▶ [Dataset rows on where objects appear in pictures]
"""

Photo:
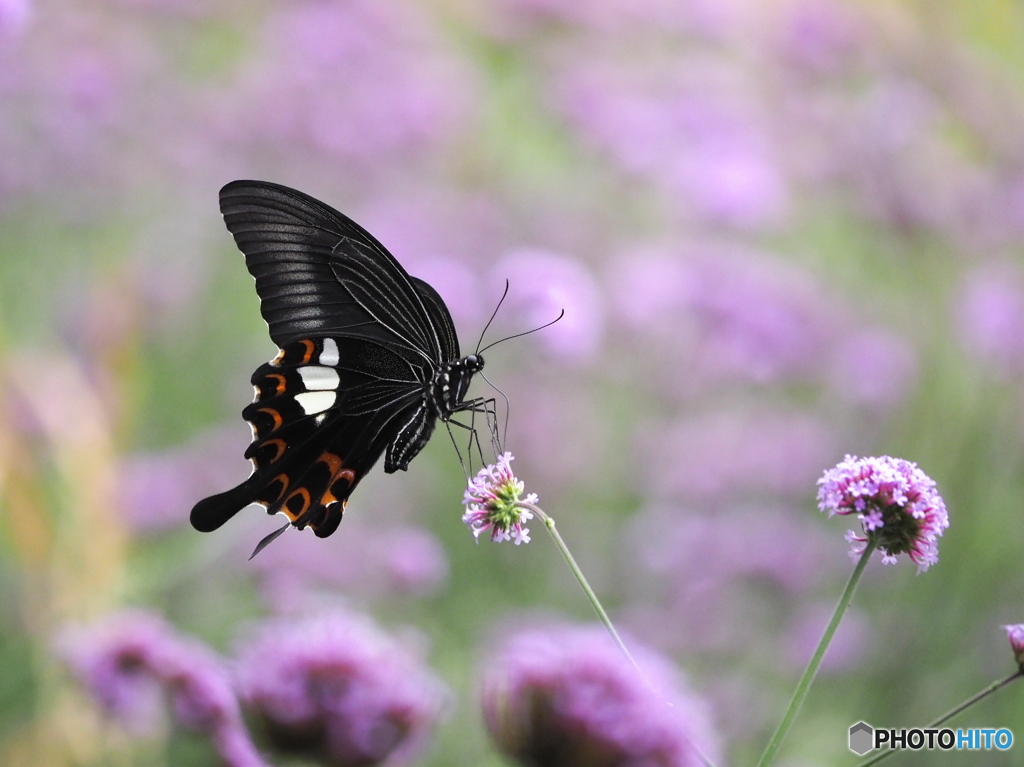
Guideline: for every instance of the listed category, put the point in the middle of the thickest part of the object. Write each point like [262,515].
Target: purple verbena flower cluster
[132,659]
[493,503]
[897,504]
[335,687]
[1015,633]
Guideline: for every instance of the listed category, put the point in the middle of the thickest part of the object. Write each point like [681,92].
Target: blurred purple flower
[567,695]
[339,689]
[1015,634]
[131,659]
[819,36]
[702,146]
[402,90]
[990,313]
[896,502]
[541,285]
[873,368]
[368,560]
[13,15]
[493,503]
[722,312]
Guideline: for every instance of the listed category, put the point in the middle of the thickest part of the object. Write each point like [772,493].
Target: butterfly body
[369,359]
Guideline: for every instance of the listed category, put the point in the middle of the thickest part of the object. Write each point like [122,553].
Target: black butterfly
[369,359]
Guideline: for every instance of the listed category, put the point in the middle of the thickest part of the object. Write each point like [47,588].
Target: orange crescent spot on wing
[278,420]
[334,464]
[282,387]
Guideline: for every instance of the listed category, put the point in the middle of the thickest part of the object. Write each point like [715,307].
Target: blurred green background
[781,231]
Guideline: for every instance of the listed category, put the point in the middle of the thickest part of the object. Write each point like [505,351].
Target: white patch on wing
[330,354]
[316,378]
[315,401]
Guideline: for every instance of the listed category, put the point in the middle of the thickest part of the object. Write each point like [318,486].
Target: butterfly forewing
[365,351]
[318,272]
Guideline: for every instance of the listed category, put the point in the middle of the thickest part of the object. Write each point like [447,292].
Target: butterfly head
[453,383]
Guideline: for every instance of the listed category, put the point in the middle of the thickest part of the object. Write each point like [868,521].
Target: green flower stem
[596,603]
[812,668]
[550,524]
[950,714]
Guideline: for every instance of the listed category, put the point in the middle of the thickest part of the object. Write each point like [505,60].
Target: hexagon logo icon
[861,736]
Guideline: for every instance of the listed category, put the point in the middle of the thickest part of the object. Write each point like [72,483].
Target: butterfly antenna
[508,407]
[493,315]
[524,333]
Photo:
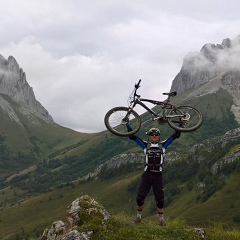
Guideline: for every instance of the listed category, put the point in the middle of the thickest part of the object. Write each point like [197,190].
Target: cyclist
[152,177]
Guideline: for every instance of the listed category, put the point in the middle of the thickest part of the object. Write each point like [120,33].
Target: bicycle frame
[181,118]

"""

▶ [Challenge]
Put the material above into a numbered list with one entry per line, omitting any blank lines. Leave the pictures out of the answer.

▶ [Response below]
1. Photo:
2. Guideline: for every instance of the listed category, put the point in the middle of the thickest part of the object. Write each point like [262,515].
3. Target: purple verbena flower cluster
4. [132,659]
5. [493,503]
6. [897,504]
7. [335,687]
8. [1015,633]
9. Guideline: for every instance of the listed category, put the point in the middle of the thickest part of the object. Write each point like [681,92].
10. Target: blurred purple flower
11. [567,695]
12. [339,689]
13. [1015,634]
14. [131,659]
15. [819,36]
16. [702,146]
17. [402,90]
18. [990,313]
19. [896,502]
20. [541,285]
21. [873,368]
22. [368,560]
23. [13,15]
24. [493,503]
25. [722,312]
26. Guideline: for every instance of the listed category, put the point in the middle of the thickest part of the object. Write each point like [772,493].
27. Target: butterfly body
28. [369,359]
29. Guideline: for every instance of the listed category, put the point in the middle of the thickest part of the object. Write each point like [122,553].
30. Target: black butterfly
31. [369,359]
32. Guideline: for every instance of the listed category, put the point in the middle of the thickest part of the object. Write each point like [47,588].
33. Target: orange crescent spot on wing
34. [278,420]
35. [334,464]
36. [282,387]
37. Guideline: for every instance of the listed category, put the point in the middle of the thickest part of the object. Write each point like [715,307].
38. Target: blurred green background
39. [781,231]
40. Guideline: for every instance of the listed category, put the point in the middle of the thickest part of the object. Write each point like [505,351].
41. Target: white patch on wing
42. [330,354]
43. [316,378]
44. [315,401]
45. Guideline: for every instance of the listed category, put the point in the middle of the thickest part of the object. Write each point like [318,486].
46. Target: butterfly forewing
47. [365,351]
48. [318,272]
49. Guideline: for every instance of the listed category, put the point in the middle of the thickest part of the object. Write each point like [447,292].
50. Target: butterfly head
51. [453,383]
52. Guideline: for every instance of the listed category, put the point in the middle of the thickest part of the object. Write each point like [868,521].
53. Target: green flower stem
54. [596,603]
55. [812,668]
56. [550,524]
57. [950,714]
58. Guideline: for every instance of the listed category, put the point in the middle of the thickest part of the object. Write each point like [505,60].
59. Target: hexagon logo icon
60. [861,736]
61. Guideline: for every instance of the listed category, put the point in the middle of the thickest part of the object. Write each point like [72,483].
62. Target: butterfly antenna
63. [508,407]
64. [493,315]
65. [524,333]
66. Photo:
67. Guideline: for every instance of the listed category, put the point in the middle of the thickest part of the object. Write each point like [197,190].
68. Target: cyclist
69. [152,177]
70. Guideline: for every instance of the listed category, put the point in the middle of the thickest part of the object. Write each point like [120,33].
71. Target: bicycle frame
72. [181,118]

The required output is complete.